## WHAT IS ASKED
Convert the rows below, starting at the very first line and going on through the line that contains "M 466 176 L", into a Markdown table with the columns No. and Line. Skip blank lines and leave the pictures out.

## EXCERPTED DATA
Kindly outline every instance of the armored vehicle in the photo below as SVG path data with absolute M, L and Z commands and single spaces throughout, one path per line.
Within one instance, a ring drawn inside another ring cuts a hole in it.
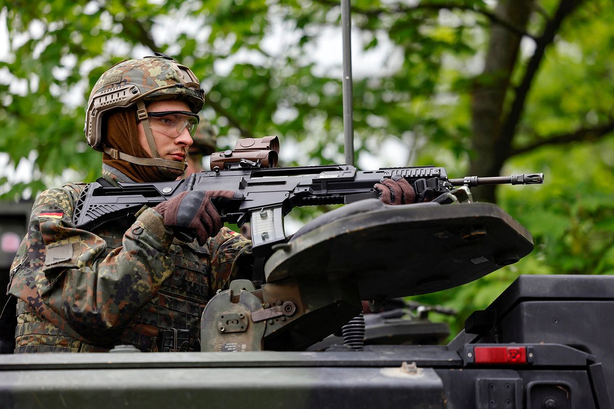
M 532 248 L 530 233 L 493 204 L 359 201 L 273 249 L 259 288 L 236 281 L 214 297 L 203 352 L 5 354 L 0 403 L 611 408 L 614 277 L 521 275 L 447 345 L 363 345 L 364 327 L 352 319 L 361 300 L 376 309 L 450 288 Z M 306 350 L 340 332 L 345 342 Z

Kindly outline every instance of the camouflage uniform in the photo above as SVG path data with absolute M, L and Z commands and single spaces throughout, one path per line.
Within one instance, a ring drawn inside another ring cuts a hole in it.
M 114 175 L 104 172 L 117 185 Z M 157 351 L 165 331 L 187 329 L 199 350 L 207 300 L 249 259 L 249 240 L 223 228 L 204 246 L 174 238 L 151 208 L 128 228 L 77 229 L 72 215 L 85 183 L 42 193 L 11 267 L 18 299 L 15 353 L 104 351 L 131 344 Z

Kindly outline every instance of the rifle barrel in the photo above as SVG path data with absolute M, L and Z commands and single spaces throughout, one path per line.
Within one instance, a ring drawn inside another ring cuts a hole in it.
M 466 176 L 460 179 L 450 179 L 449 182 L 453 186 L 464 185 L 470 187 L 480 185 L 536 185 L 543 183 L 543 174 L 523 174 L 493 177 Z

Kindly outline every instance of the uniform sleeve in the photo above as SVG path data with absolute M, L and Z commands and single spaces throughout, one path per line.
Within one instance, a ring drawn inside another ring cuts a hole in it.
M 122 246 L 103 258 L 106 242 L 75 227 L 74 192 L 47 191 L 34 203 L 26 241 L 42 302 L 93 343 L 119 337 L 173 272 L 171 232 L 148 208 L 126 231 Z
M 211 296 L 224 290 L 233 280 L 251 276 L 252 242 L 227 227 L 208 241 L 211 254 Z

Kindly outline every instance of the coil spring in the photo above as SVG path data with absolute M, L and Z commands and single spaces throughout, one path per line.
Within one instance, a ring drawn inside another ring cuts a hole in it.
M 343 343 L 359 351 L 365 346 L 365 317 L 362 313 L 341 327 Z

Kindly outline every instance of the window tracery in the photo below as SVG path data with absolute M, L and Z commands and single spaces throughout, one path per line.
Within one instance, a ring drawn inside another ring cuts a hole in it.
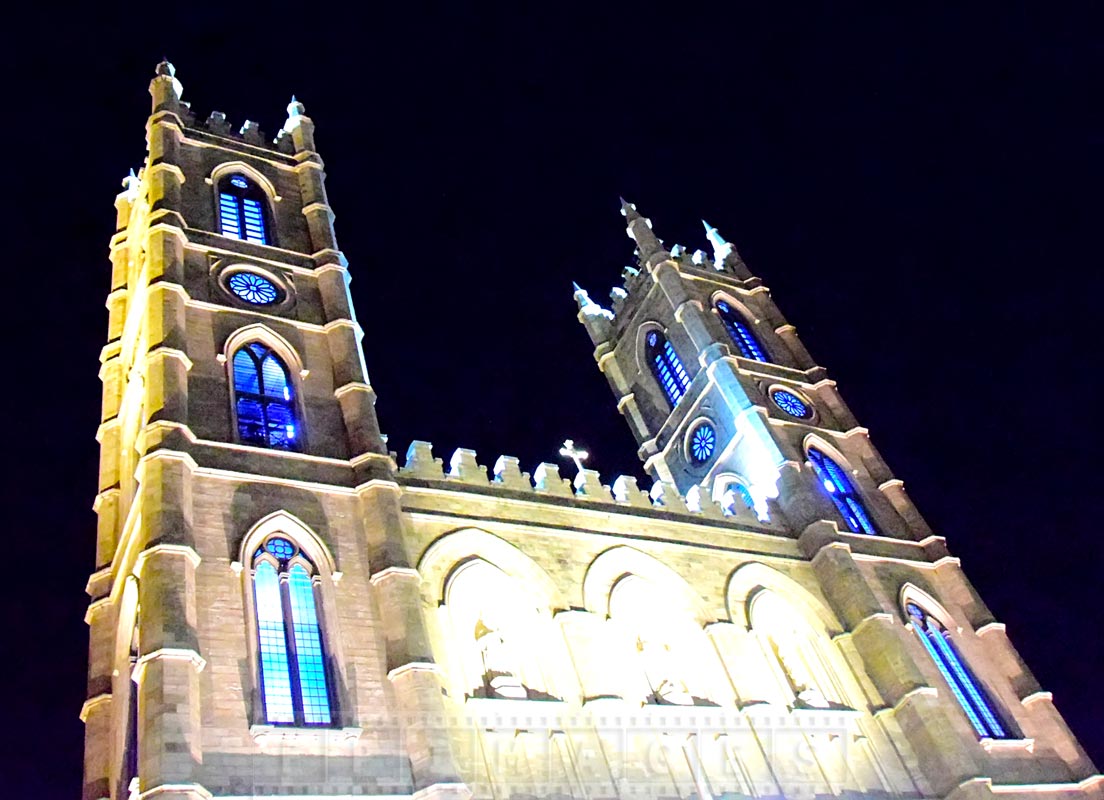
M 815 447 L 808 449 L 808 456 L 813 471 L 820 481 L 820 488 L 836 504 L 851 531 L 877 536 L 878 529 L 871 522 L 862 498 L 848 478 L 847 471 Z
M 219 230 L 223 236 L 269 244 L 264 190 L 241 173 L 219 181 Z
M 671 407 L 677 406 L 690 386 L 690 375 L 682 366 L 675 348 L 661 331 L 651 330 L 645 337 L 645 354 L 651 374 L 664 390 Z
M 905 604 L 905 611 L 924 650 L 935 662 L 975 733 L 981 738 L 1011 738 L 998 719 L 985 690 L 958 654 L 951 632 L 915 602 Z
M 234 353 L 234 410 L 237 436 L 247 445 L 293 450 L 298 447 L 293 384 L 272 348 L 251 342 Z
M 274 535 L 254 552 L 252 572 L 265 721 L 330 725 L 330 679 L 315 599 L 315 565 L 291 540 Z

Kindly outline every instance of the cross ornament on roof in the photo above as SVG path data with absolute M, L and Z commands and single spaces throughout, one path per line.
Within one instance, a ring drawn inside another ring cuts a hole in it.
M 563 447 L 560 448 L 560 455 L 574 461 L 575 469 L 580 472 L 583 471 L 583 461 L 591 456 L 586 450 L 576 449 L 574 439 L 564 439 Z

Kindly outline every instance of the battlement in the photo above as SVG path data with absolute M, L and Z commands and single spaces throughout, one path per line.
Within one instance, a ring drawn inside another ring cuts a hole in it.
M 399 460 L 397 454 L 392 456 Z M 700 487 L 693 487 L 682 494 L 673 483 L 661 480 L 652 481 L 651 487 L 645 491 L 637 486 L 634 476 L 625 474 L 618 476 L 612 484 L 605 484 L 598 471 L 593 469 L 582 469 L 574 480 L 569 480 L 561 477 L 560 466 L 551 462 L 538 465 L 530 474 L 521 470 L 519 460 L 513 456 L 499 456 L 488 473 L 487 467 L 479 463 L 476 451 L 466 448 L 457 448 L 453 452 L 446 471 L 444 460 L 434 457 L 433 445 L 428 441 L 411 442 L 405 461 L 399 470 L 399 479 L 426 481 L 458 491 L 470 487 L 492 492 L 530 494 L 534 500 L 559 498 L 587 504 L 614 505 L 623 512 L 629 509 L 646 510 L 676 518 L 684 516 L 688 518 L 687 522 L 712 520 L 772 533 L 784 530 L 779 524 L 782 512 L 773 500 L 768 501 L 765 519 L 761 519 L 739 495 L 722 504 Z
M 291 135 L 304 122 L 310 126 L 310 120 L 306 117 L 306 109 L 294 96 L 287 106 L 287 120 L 284 122 L 275 139 L 270 141 L 261 129 L 259 124 L 252 119 L 246 119 L 241 127 L 235 127 L 223 111 L 212 110 L 205 120 L 198 121 L 191 103 L 181 99 L 183 85 L 177 78 L 176 67 L 168 61 L 162 61 L 157 66 L 156 75 L 150 85 L 150 94 L 153 96 L 153 111 L 168 110 L 176 114 L 185 128 L 202 131 L 222 139 L 232 139 L 252 147 L 259 147 L 266 150 L 276 150 L 286 156 L 294 156 L 297 151 L 295 137 Z M 305 148 L 309 140 L 298 143 L 298 149 Z
M 690 250 L 689 248 L 675 244 L 671 248 L 665 249 L 664 241 L 658 238 L 651 230 L 651 220 L 641 216 L 636 205 L 622 200 L 622 214 L 628 221 L 625 232 L 629 238 L 637 243 L 633 255 L 636 266 L 625 266 L 622 269 L 622 285 L 615 286 L 609 291 L 611 306 L 608 309 L 602 307 L 591 299 L 590 295 L 575 285 L 575 300 L 578 302 L 581 320 L 584 324 L 597 323 L 603 328 L 606 322 L 604 318 L 613 322 L 618 316 L 631 314 L 635 301 L 641 295 L 640 288 L 643 276 L 657 267 L 660 263 L 672 262 L 680 271 L 699 273 L 712 277 L 723 276 L 735 284 L 754 288 L 762 285 L 762 281 L 753 276 L 744 264 L 743 258 L 736 248 L 726 242 L 715 227 L 704 220 L 705 238 L 712 249 L 712 257 L 703 249 Z

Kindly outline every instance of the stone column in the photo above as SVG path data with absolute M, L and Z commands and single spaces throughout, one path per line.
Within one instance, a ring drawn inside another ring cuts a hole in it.
M 195 631 L 195 568 L 189 546 L 155 544 L 139 554 L 141 652 L 138 692 L 138 776 L 144 798 L 159 787 L 187 787 L 174 797 L 202 797 L 200 672 L 205 661 Z M 176 792 L 176 790 L 173 790 Z
M 116 608 L 109 598 L 94 600 L 84 617 L 88 625 L 88 690 L 81 708 L 84 723 L 83 800 L 110 796 L 116 762 L 112 729 L 112 668 L 115 651 Z

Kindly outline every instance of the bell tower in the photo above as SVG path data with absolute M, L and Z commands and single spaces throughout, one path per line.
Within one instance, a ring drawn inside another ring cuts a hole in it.
M 636 266 L 625 267 L 609 309 L 577 286 L 575 299 L 646 469 L 761 519 L 776 506 L 797 532 L 828 519 L 856 533 L 927 535 L 736 248 L 703 223 L 711 254 L 667 249 L 634 204 L 623 200 L 622 215 Z
M 280 787 L 280 748 L 318 742 L 406 787 L 360 737 L 391 691 L 375 614 L 332 601 L 343 575 L 372 608 L 352 554 L 397 500 L 314 124 L 295 98 L 275 139 L 198 122 L 168 62 L 149 90 L 110 242 L 84 798 Z

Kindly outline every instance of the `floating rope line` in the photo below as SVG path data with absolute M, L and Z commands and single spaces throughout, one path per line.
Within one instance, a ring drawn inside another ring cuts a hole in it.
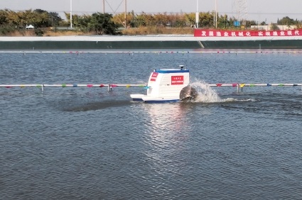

## EXERCISE ANSWER
| No. | Line |
|---|---|
| 1 | Kindly outline every instance of the armored vehicle in the photo below as SVG path data with absolute M, L and Z commands and single spaces throughout, one path per line. |
| 2 | Within one instance, a ring drawn inside another ring cuts a hole in it. |
| 3 | M 532 248 L 530 233 L 493 204 L 359 201 L 273 249 L 259 288 L 236 281 L 214 297 L 203 352 L 5 354 L 0 403 L 611 408 L 614 277 L 521 275 L 447 345 L 363 345 L 364 327 L 352 319 L 361 300 L 376 309 L 450 288 Z M 306 350 L 340 332 L 345 342 Z |
| 4 | Kindly outline every instance of the camouflage uniform in the photo above as SVG path data with absolute M, L and Z commands and single spaces throughout, one path per line. |
| 5 | Within one instance, a ring drawn inside another ring cuts a hole in it. |
| 6 | M 114 175 L 104 172 L 117 185 Z M 157 351 L 165 331 L 187 329 L 199 350 L 207 300 L 249 259 L 249 240 L 223 228 L 204 246 L 174 238 L 151 208 L 128 228 L 77 229 L 72 215 L 85 183 L 42 193 L 11 267 L 18 299 L 15 353 L 104 351 L 131 344 Z |
| 7 | Kindly outline every instance of the rifle barrel in the photo above as SVG path data with absolute M, L and Z commands and single spaces throughout, one path per line. |
| 8 | Within one instance, a ring drawn inside another ring cuts a hole in it. |
| 9 | M 466 176 L 460 179 L 450 179 L 449 182 L 453 186 L 464 185 L 470 187 L 480 185 L 536 185 L 543 183 L 543 174 L 523 174 L 493 177 Z |